--- What needs to be done ---
Copy out the whole listing exactly as written, leaving the pictures behind.

** Begin Provided data **

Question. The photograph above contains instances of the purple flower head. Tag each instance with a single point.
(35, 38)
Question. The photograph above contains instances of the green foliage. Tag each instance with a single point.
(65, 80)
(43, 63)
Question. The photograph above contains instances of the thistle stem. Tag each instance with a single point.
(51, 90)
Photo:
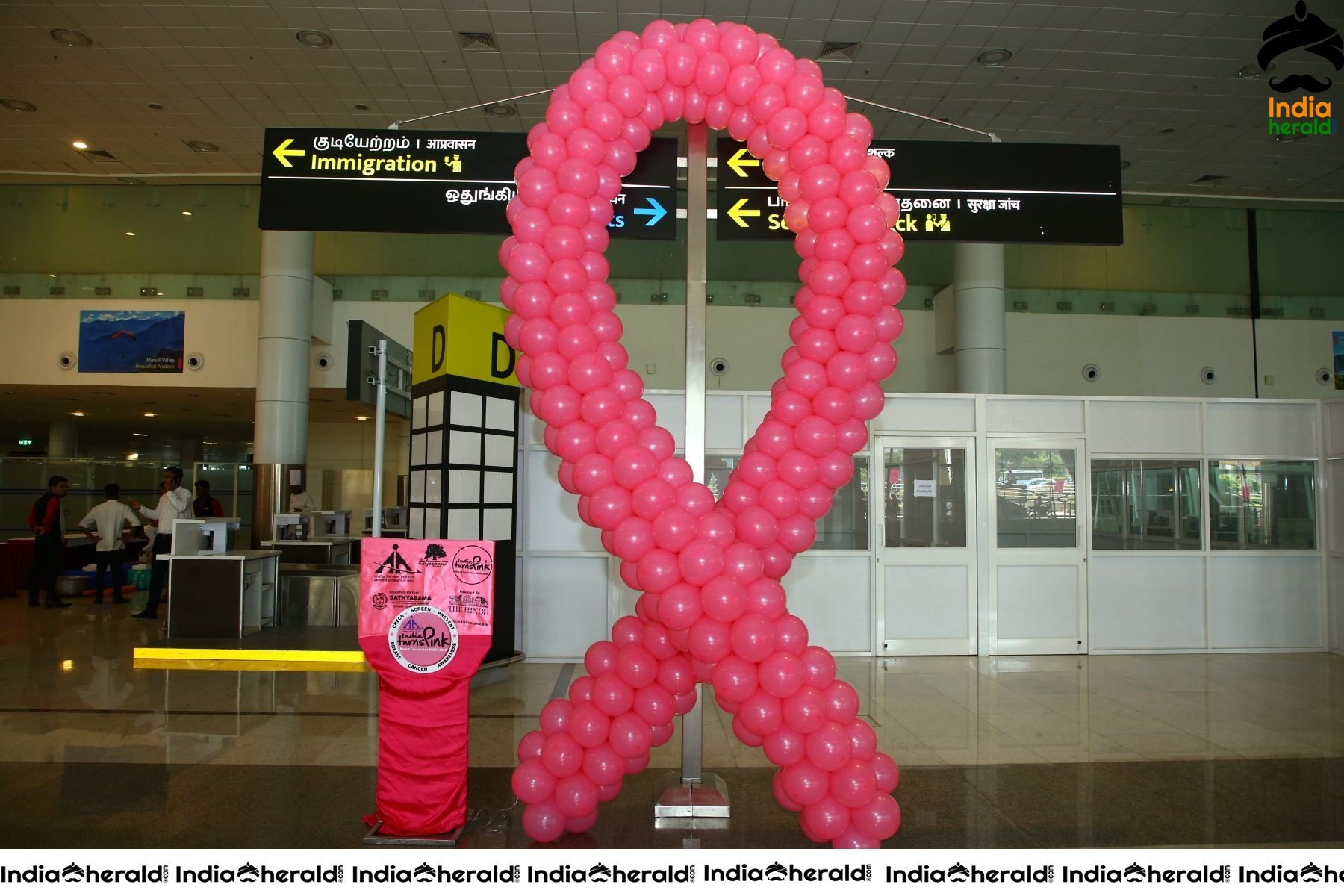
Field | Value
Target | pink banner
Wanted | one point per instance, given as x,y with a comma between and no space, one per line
425,625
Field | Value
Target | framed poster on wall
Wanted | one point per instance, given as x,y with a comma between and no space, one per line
121,341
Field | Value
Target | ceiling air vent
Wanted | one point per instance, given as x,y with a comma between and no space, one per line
477,42
839,50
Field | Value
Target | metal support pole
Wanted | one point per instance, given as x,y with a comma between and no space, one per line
379,433
697,794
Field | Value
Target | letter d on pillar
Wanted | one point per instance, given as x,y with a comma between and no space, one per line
497,370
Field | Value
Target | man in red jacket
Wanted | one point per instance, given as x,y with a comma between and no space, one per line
47,523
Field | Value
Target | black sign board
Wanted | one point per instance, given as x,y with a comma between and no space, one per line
957,193
420,181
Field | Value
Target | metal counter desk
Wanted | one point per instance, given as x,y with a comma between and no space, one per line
222,595
327,548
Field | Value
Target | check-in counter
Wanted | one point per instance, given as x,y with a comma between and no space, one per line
314,594
319,550
222,595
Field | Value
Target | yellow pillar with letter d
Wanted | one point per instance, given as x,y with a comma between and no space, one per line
458,336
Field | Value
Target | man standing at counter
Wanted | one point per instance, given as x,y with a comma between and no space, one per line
47,523
174,504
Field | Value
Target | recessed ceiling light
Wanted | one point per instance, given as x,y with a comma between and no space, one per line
1254,73
996,57
314,40
72,38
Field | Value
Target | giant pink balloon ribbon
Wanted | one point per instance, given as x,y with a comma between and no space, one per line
712,609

** End Provided data **

--- Finished task ---
Question. The photograph above contains instances of the purple flower head. Tag each instance with a single point.
(35, 38)
Question. The photograph above contains instances of the green foliage. Tag each instance with a single point.
(65, 80)
(43, 63)
Question. The photograph above contains instances of the thistle stem. Tag each instance with a single point.
(51, 90)
Photo:
Field | Value
Target | pink banner
Wanted | one point per instance, given as x,y with a comma between and no space, one per line
425,625
Field | Value
Target | framed poster on wall
Wanted | one point per instance, given as x,y with a comma between and no space, one per line
121,341
Field | Value
Target | ceiling air vent
Wanted | one point per instance, given as x,y with a comma between and no space, one per line
477,42
839,50
Field | Value
Target | metal support pole
Wanted | one point per instance, given as x,y with a comma between and no space, one per line
379,433
697,794
Field | Value
Target | letter d on pillar
Wanted | one point per instance, given as x,y with a comma between and no space, one per line
497,370
Field | Value
Target | man in red jacket
Wanted | one point per instance, given as x,y with a comma between and no space, one per line
47,523
Field | Value
Target | black sign board
Wanted | one point per instance, given as x,y with a comma between and no space, one per line
957,193
420,181
Field | Value
Target | metal counter desk
Wanted | one point per instance, given as x,y with a comma between and no space, one per line
222,595
327,548
Field | Value
Target | check-in counter
Wanted | one point per instance, given as x,y with a comma between and no space, one per line
314,594
319,550
222,595
Field | Value
Target | yellow pillar with letter d
Wanted | one point per instance, given as x,y with a comma between and no space, one per line
458,336
Field | Value
Target | man standing at counter
Wanted | one point per instance, given as x,y with a comma between and no space, one per line
47,523
174,504
Field | Value
Target | recessed ceiling light
Wanted | one point per instance, given as x,y with a comma between and no space, one per line
1254,73
996,57
314,40
72,38
Field | Value
Target | giant pink balloon ribbon
Wanted | one point per instance, given as x,y with a comma between and no space, one per line
712,609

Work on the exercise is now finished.